• [WRITTEN TASK]
Extract each line below that contains the word "grass", copying every such line in full. Case counts, so a match must have the same capitalization.

• [DATA FOR THIS TASK]

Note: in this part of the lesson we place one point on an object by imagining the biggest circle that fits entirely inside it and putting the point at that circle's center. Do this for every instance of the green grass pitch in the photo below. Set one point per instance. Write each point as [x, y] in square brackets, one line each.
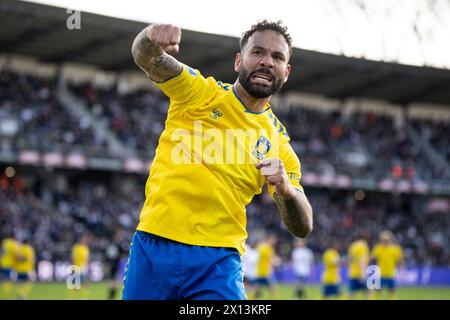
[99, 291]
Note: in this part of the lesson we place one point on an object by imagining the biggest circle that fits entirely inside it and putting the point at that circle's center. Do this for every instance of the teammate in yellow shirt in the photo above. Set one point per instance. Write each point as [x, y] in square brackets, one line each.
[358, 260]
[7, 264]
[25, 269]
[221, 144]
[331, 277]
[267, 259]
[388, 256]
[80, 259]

* * *

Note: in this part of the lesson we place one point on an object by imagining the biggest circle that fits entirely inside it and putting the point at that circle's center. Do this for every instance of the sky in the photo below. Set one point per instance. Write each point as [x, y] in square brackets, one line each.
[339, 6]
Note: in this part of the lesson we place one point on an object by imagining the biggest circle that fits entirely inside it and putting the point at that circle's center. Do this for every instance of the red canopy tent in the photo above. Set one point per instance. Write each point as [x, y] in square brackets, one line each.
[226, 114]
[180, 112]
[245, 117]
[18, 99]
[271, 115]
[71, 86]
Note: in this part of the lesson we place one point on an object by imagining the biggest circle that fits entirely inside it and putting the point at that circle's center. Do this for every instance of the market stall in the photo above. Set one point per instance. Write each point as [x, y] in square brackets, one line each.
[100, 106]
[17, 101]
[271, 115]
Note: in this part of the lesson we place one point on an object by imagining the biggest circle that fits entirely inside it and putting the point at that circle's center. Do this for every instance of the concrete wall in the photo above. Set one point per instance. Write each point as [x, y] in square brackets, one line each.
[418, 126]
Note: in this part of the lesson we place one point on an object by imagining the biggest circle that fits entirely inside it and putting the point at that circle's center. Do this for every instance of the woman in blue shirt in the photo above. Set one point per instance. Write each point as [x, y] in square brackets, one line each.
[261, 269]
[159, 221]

--

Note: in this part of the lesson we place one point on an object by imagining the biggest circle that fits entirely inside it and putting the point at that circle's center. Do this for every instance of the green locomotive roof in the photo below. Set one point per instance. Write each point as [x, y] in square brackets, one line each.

• [REPLY]
Note: in this part of the lesson we place one point on an object by imagining the biggest circle that fits entirely inside it and putting the point at that circle's center. Do this for every instance of the green grass pitch in the photo below. Set one point per instance. Write each point as [x, y] in square brackets, one line each.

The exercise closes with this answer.